* [DESCRIPTION OF THE TASK]:
Present the lines below as a Markdown table with two columns, No. and Text, numbering each row and skipping any blank lines.
---------- DATA LINES ----------
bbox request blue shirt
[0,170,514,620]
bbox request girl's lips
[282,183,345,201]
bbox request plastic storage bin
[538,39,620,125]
----------
* [SOLUTION TO THE PROBLEM]:
| No. | Text |
|---|---|
| 1 | bbox request blue shirt |
| 2 | [0,170,514,620] |
| 3 | bbox request girl's lips |
| 4 | [282,183,345,201] |
| 5 | bbox request plastic storage bin |
| 6 | [538,39,620,125] |